#### Exercise
Look for the word "trust" in the entries and copy each line where it appears.

--- Extracted information Enclosed Below ---

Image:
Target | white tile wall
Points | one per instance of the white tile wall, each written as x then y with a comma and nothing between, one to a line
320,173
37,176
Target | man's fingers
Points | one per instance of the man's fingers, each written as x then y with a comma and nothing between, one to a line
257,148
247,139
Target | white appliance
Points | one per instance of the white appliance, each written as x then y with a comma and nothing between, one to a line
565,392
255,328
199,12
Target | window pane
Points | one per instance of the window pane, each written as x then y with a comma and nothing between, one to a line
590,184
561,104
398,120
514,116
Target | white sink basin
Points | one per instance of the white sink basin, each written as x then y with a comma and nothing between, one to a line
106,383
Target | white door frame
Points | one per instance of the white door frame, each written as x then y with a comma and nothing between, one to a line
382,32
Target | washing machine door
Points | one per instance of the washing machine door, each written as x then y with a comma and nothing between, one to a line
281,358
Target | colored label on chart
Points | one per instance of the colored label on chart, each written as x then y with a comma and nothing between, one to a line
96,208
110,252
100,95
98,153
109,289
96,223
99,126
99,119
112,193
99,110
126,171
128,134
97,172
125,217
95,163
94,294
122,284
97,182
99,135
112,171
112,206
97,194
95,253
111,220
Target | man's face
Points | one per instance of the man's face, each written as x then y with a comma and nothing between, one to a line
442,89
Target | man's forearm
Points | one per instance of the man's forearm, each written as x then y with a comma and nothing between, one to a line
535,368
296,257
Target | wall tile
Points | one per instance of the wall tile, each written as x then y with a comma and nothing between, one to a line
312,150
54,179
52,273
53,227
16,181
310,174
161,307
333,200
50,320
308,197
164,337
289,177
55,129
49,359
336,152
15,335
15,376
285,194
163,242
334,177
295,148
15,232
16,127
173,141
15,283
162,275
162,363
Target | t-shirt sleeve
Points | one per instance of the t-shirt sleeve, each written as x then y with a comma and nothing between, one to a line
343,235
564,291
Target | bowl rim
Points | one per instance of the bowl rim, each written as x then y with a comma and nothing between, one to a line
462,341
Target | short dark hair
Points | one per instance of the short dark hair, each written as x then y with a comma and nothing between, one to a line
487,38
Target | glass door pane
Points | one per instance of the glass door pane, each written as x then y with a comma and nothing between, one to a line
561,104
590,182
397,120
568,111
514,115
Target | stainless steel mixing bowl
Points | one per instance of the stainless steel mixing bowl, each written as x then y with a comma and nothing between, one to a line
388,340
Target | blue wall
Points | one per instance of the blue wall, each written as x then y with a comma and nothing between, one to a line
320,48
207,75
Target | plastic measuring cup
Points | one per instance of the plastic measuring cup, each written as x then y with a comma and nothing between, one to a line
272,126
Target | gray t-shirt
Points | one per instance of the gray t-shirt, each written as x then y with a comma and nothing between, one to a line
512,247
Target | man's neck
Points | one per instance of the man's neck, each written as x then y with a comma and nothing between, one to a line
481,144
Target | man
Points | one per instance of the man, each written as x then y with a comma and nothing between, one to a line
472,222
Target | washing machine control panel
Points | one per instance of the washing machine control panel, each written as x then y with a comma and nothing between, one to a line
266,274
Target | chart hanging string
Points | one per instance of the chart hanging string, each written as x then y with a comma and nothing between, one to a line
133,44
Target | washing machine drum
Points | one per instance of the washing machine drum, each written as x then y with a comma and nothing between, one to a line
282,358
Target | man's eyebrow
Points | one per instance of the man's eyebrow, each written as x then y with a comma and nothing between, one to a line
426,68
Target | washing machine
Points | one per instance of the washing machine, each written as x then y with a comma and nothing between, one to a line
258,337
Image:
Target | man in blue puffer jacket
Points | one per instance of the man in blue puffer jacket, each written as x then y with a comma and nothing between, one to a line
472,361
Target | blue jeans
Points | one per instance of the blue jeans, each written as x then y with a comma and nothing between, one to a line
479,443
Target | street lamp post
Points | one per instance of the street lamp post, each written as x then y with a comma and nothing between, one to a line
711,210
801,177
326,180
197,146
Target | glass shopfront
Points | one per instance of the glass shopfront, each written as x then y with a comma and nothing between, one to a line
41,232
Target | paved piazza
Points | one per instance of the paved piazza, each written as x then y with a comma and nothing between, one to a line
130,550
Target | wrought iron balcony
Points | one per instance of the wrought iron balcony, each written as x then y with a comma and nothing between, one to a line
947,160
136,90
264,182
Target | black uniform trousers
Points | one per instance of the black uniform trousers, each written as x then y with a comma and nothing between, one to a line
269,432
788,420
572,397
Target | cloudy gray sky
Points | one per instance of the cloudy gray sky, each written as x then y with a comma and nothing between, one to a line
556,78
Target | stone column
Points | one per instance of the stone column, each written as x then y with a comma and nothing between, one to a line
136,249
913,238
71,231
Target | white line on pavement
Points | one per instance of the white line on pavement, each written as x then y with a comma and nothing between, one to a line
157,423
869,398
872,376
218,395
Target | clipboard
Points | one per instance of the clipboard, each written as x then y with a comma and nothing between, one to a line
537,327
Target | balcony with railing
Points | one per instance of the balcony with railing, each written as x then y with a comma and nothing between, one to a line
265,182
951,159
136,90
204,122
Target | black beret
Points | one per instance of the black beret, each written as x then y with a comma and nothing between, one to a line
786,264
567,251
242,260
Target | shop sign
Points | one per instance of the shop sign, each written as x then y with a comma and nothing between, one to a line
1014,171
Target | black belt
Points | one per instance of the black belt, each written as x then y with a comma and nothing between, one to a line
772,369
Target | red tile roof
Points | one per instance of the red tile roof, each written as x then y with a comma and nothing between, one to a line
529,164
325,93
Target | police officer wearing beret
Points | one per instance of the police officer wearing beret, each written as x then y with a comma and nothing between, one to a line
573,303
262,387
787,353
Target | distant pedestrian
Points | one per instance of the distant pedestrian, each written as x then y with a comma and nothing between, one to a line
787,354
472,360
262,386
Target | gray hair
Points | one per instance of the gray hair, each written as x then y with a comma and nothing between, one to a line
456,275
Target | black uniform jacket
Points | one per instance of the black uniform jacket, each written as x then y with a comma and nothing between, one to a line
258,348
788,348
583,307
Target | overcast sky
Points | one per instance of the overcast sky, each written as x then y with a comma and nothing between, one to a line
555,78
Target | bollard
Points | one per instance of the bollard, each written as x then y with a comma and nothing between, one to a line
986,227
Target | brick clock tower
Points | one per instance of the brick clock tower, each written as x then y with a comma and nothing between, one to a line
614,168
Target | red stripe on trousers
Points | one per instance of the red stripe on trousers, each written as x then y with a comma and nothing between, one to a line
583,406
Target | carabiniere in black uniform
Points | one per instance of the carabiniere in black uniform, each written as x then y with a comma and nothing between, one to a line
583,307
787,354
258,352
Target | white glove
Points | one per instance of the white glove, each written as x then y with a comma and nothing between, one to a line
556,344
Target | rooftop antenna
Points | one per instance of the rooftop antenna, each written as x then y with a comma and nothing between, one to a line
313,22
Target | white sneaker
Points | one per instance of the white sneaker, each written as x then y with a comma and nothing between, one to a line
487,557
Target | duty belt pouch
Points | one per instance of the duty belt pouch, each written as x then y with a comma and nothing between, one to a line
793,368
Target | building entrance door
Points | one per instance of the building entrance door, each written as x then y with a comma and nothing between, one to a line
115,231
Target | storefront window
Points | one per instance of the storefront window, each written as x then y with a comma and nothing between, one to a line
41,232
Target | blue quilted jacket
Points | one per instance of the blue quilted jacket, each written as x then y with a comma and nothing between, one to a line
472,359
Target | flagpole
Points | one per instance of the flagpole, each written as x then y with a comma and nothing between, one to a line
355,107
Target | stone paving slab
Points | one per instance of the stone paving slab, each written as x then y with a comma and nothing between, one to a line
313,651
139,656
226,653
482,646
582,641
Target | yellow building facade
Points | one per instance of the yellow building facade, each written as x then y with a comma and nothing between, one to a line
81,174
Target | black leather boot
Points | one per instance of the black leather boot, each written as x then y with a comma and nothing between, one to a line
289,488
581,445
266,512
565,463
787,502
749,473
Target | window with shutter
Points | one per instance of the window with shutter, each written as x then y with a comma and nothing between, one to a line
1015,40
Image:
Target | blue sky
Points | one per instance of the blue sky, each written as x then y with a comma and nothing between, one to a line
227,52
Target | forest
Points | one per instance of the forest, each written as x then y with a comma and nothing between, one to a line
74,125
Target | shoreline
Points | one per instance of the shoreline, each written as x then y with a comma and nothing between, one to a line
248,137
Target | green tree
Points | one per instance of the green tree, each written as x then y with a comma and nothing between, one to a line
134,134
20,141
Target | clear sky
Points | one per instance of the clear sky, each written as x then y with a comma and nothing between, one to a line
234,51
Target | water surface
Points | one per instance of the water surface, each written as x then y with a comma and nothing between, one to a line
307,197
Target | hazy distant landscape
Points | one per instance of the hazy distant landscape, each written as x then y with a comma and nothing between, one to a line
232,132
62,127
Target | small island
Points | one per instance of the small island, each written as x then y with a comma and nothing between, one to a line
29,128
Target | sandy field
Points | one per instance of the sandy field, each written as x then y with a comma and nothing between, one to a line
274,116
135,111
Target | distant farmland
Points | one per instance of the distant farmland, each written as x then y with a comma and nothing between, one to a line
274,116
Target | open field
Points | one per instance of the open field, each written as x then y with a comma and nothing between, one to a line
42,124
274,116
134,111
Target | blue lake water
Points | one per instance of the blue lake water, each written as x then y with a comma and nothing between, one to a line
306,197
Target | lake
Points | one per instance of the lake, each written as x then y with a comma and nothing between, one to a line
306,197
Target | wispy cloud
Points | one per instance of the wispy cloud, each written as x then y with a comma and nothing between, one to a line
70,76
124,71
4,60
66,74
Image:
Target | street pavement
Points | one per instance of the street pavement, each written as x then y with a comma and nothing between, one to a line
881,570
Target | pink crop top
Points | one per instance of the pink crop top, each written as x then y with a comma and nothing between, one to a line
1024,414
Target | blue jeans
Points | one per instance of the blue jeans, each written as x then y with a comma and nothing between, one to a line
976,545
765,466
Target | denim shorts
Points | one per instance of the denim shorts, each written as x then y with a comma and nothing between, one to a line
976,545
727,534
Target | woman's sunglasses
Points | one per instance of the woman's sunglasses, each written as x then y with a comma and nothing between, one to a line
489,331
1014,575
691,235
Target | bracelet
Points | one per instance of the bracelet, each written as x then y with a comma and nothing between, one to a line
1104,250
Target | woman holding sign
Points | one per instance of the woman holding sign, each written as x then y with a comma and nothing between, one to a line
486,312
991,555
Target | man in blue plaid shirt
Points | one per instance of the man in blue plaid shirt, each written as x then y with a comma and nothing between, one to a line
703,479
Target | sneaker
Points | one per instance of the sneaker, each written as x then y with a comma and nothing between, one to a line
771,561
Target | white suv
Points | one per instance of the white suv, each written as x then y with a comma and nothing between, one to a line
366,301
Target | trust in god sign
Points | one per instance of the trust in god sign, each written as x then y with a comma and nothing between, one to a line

--- End of Enclosed Extracted information ---

#### Solution to the exercise
Target | trust in god sign
Points | one per instance of the trust in god sign, each written as x then y with a comma and nothing between, one to a line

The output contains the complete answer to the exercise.